* EXERCISE INSTRUCTIONS: Exact repetition of every entry is required.

*** DATA SUPPLIED Section Begins ***

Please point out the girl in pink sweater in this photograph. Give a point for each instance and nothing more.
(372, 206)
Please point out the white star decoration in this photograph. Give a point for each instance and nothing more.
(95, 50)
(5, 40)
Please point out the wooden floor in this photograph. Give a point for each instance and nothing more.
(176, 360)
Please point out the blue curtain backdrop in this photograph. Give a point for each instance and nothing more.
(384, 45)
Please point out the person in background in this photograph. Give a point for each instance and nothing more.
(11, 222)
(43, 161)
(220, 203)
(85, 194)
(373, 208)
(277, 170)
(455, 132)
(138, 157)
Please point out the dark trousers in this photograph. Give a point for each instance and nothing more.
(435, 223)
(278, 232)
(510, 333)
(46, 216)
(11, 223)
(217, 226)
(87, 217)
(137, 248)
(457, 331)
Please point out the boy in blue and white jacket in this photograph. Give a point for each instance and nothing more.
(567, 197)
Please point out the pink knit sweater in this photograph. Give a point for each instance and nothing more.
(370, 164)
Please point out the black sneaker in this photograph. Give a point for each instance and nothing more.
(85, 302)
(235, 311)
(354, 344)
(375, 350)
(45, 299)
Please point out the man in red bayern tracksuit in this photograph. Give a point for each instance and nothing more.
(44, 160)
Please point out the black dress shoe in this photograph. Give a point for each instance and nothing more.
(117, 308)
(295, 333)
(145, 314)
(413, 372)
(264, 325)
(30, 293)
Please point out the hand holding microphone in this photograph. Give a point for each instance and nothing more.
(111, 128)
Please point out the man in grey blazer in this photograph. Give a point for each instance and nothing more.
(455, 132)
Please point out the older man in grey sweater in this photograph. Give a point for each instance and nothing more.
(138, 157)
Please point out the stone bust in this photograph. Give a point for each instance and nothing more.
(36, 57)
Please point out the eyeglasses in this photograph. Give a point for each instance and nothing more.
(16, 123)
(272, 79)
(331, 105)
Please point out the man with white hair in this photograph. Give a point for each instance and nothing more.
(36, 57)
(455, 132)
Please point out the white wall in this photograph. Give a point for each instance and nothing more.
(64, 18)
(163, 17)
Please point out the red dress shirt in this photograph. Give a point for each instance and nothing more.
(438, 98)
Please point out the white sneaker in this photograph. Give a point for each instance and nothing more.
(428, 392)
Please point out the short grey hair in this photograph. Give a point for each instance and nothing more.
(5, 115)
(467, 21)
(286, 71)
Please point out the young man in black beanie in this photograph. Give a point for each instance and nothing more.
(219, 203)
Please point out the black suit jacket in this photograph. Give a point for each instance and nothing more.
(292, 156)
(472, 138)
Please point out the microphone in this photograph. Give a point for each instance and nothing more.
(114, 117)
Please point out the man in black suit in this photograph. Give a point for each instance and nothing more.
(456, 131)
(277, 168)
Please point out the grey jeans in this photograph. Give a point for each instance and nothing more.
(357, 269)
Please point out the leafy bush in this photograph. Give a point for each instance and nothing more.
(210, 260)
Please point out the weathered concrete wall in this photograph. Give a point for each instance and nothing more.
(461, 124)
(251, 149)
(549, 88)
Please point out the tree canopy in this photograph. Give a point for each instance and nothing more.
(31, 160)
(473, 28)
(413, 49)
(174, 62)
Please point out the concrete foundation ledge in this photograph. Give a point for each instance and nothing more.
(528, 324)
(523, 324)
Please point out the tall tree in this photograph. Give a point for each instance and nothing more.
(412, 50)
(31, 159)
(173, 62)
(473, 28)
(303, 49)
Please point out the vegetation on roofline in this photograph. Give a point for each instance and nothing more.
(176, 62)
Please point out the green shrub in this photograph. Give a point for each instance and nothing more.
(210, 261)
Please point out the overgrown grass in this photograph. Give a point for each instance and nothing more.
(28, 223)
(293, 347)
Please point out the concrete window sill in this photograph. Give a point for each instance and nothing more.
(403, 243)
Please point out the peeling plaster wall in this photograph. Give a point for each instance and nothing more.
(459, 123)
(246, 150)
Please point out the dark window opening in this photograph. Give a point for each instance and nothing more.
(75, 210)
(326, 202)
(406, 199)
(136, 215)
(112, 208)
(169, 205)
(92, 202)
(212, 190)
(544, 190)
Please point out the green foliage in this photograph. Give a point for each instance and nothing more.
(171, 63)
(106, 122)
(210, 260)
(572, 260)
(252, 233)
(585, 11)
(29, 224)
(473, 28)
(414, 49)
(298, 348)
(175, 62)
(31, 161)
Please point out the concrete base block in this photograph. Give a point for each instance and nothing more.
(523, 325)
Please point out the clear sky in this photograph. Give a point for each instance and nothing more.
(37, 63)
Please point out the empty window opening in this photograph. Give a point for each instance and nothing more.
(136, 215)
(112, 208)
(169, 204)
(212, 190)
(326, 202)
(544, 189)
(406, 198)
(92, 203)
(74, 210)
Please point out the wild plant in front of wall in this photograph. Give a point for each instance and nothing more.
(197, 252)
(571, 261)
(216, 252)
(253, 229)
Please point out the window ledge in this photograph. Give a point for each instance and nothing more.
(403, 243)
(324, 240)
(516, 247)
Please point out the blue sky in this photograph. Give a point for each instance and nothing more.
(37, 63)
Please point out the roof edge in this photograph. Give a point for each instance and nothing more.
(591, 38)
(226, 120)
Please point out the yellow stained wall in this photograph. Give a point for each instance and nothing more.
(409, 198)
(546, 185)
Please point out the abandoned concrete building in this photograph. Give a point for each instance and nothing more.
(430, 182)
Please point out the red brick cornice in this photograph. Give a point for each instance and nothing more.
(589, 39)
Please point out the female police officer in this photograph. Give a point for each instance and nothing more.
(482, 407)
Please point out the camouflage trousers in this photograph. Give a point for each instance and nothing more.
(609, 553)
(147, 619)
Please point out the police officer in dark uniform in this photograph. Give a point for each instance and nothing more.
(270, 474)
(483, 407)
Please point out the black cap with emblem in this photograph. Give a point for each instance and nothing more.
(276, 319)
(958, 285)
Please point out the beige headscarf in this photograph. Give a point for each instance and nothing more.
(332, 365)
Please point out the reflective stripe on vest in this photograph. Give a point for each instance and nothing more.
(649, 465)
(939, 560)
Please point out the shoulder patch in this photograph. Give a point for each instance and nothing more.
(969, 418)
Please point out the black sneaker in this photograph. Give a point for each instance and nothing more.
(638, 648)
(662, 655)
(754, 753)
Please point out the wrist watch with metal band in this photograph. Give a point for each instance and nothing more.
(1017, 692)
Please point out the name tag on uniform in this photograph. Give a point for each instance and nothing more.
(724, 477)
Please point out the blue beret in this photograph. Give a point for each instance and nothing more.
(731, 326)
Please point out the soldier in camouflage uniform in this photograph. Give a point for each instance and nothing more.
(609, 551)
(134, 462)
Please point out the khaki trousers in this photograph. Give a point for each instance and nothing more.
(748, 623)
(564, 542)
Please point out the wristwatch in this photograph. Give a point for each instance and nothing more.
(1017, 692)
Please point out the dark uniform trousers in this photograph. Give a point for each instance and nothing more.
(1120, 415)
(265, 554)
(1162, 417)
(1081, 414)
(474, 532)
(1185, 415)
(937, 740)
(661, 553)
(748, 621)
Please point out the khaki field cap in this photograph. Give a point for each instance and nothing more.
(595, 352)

*** DATA SUPPLIED Section Ends ***

* EXERCISE ANSWER:
Please point out the girl in pink sweater in this photograph. Give a point for each instance and nothing more.
(372, 206)
Please point out the white star decoration in this photograph. Give a point for each instance and nothing more.
(95, 50)
(5, 40)
Please point out the wooden floor in this photograph. Give a point for each instance and nothing more.
(176, 360)
Please point out the blue curtain backdrop in this photograph. Give a point for each instance and nothing more.
(384, 45)
Please point out the person in background in this photograph. Give a point for each instance and nothing more.
(11, 222)
(43, 161)
(220, 203)
(85, 194)
(373, 208)
(277, 170)
(455, 132)
(138, 157)
Please point out the dark trousers in this photograph. Give a point for each instance and nothing more.
(435, 223)
(278, 232)
(510, 333)
(46, 216)
(11, 223)
(217, 226)
(87, 217)
(137, 248)
(457, 331)
Please point out the boy in blue and white jacket in this photograph. Give a point for each instance and nothing more.
(567, 197)
Please point out the pink knit sweater in this photograph. Give a point for each instance and nothing more.
(370, 164)
Please point out the black sneaker in this photograph. Give a point for each instance and nothing more.
(85, 302)
(235, 311)
(354, 344)
(375, 350)
(45, 299)
Please point out the man in red bayern tracksuit in this photograph. Give a point for each instance and nothing more.
(44, 160)
Please point out the black dress shoe in this photograph. Give a point for each instance and nothing more.
(117, 308)
(295, 333)
(145, 314)
(413, 372)
(264, 325)
(30, 293)
Please point out the hand holding microphone in this photograph. Give a point for each instance and nothing more.
(111, 128)
Please point out the man in grey blazer in this photograph. Give a point for each instance and nothing more.
(455, 132)
Please point out the older man in grey sweater in this photograph. Give a point for each instance and nothing more.
(138, 157)
Please point out the stone bust in this photograph. Give a point for each instance and nothing more.
(36, 57)
Please point out the eyeglasses in this photograph. Give a point for each instance and nothing more.
(16, 123)
(272, 79)
(331, 105)
Please point out the man with white hair in this photograph. Give a point for each instance and nothing more.
(36, 57)
(455, 132)
Please point out the white wall in this photograph. Give a point for each instance and nothing more.
(64, 18)
(163, 17)
Please point out the red dress shirt in this photograph. Give a point for each instance and nothing more.
(438, 98)
Please point out the white sneaker in this photograph. Give a point for each instance and nothing more.
(428, 392)
Please point out the short grey hair in this photograph. Give a point for each instance and nothing more.
(5, 115)
(467, 21)
(286, 71)
Please point out the young man in black beanie in this photograph. Give a point for each instance and nothing more.
(219, 203)
Please point out the black suit jacket in this photograph. Give a point for each instance and nothing more.
(292, 156)
(472, 138)
Please point out the microphone in this photograph. Give a point for each instance and nothing more.
(114, 117)
Please point out the man in black suit in this photograph. Give a point for each instance and nothing more.
(456, 131)
(277, 168)
Please point out the grey jeans in this photograph. Give a point for each instance and nothing more.
(357, 269)
Please point out the leafy bush in this photograph. Give a point for each instance and nothing more.
(210, 260)
Please point out the weathered concrete wall in this photograph. Give a point for each instance and nothing more.
(461, 124)
(251, 149)
(549, 88)
Please point out the tree canopy in this photograph. Give a point for each instance and nothing more.
(31, 160)
(473, 28)
(413, 49)
(174, 62)
Please point out the concrete foundation ledge in this photograph. Give a point for each instance and nothing more.
(528, 324)
(523, 324)
Please point out the tall tree in this photograph. Give a point for each instance and nothing more.
(412, 50)
(31, 159)
(173, 62)
(473, 28)
(303, 49)
Please point out the vegetation on roofline in this photograph. Give a point for each instance and nothing more.
(176, 62)
Please point out the green shrub in this photograph. Give a point for each instance and nothing more.
(210, 261)
Please point out the overgrown grass in this photograph. Give a point for each instance and nothing more.
(28, 223)
(293, 347)
Please point out the concrete window sill in this photograph. Give a point for each instance and nothing more.
(403, 243)
Please point out the peeling plaster wall in this photograph. Give a point for each instance and nothing more.
(459, 123)
(246, 150)
Please point out the dark window opening in this photograph. Give a point for each instance and nothing more.
(75, 210)
(326, 202)
(406, 199)
(136, 215)
(112, 208)
(169, 205)
(92, 202)
(212, 190)
(544, 190)
Please point out the green foliage in this photograph. Give a point for each instance and nothing more.
(171, 63)
(106, 122)
(210, 260)
(572, 260)
(252, 233)
(585, 11)
(29, 224)
(473, 28)
(414, 49)
(298, 348)
(175, 62)
(31, 161)
Please point out the concrete base block in this photograph. Give a point for each instance and nothing more.
(523, 325)
Please point out the clear sky in this photograph. Give a point for each instance and nothing more.
(37, 63)
Please point out the empty window opening in this photograph. Give a point for each instance and nothing more.
(136, 215)
(112, 208)
(169, 204)
(212, 190)
(326, 202)
(544, 189)
(406, 198)
(92, 203)
(74, 210)
Please point out the wild plant in front of wall in this photograph. Give a point for each instance and nothing more.
(197, 252)
(571, 261)
(216, 252)
(253, 229)
Please point out the window ledge in this photograph. Give a point for each instance and nothing more.
(403, 243)
(324, 240)
(516, 247)
Please point out the blue sky in this photograph. Give a point for each instance and nothing more.
(37, 63)
Please point out the roof edge in this photograph. Give a point for each instance and nothing more.
(591, 38)
(226, 120)
Please point out the yellow stained wall in this photograph. Give a point for each instance and nothing more.
(409, 198)
(546, 185)
Please point out the abandoned concrete building in this photograph. Give a point for each instance and nothing more.
(430, 182)
Please point out the red brick cornice in this photograph. Give a point for each instance and nothing more.
(589, 39)
Please point out the female police officer in this photograph. Give a point for each instance and nothing more.
(482, 407)
Please point out the camouflage trousers in this photograph. Give a point for each instance and nothing more.
(609, 553)
(147, 619)
Please point out the police officer in dark uniform in this photograph. Give a point for each instance and nothing more.
(270, 474)
(483, 407)
Please point out the black cap with emblem in this photograph. Give a point for each instance and nothing more.
(276, 319)
(958, 285)
Please point out the beige headscarf in this photograph. Give a point for each instance and nothing more.
(332, 365)
Please point out the reflective stripe on vest in this photograph. Give a point for each instance and nothing more.
(649, 465)
(939, 560)
Please point out the shoulder patch in this photograph. Give a point for each instance and nothing more.
(969, 418)
Please point out the black sneaker in this photograph. Give a point for each instance and nothing more.
(638, 648)
(662, 655)
(754, 753)
Please point out the wrist watch with metal band in this photograph. Give a point for each instance and nothing more.
(1017, 692)
Please point out the name tag on uniform in this photograph. Give a point for each instance and nothing more.
(724, 477)
Please point out the blue beret in this photograph. Give a point for each instance and nothing more.
(731, 326)
Please point out the soldier in camouflage uniform in this photograph. Give a point for each instance and nothing more.
(609, 551)
(134, 462)
Please point out the khaki trousers in this photograph. Give a point for each instance and nothing more.
(748, 623)
(564, 542)
Please point out the wristwatch in this photograph. Give a point for each instance and nothing more.
(1017, 692)
Please point out the dark uniform trousers in this photograph. Give a point for each instance and nothing more.
(1120, 415)
(265, 554)
(1162, 417)
(1081, 414)
(474, 532)
(1185, 415)
(937, 740)
(661, 553)
(748, 621)
Please point out the khaki field cap in this photograph. Give a point for each instance and nothing more.
(595, 352)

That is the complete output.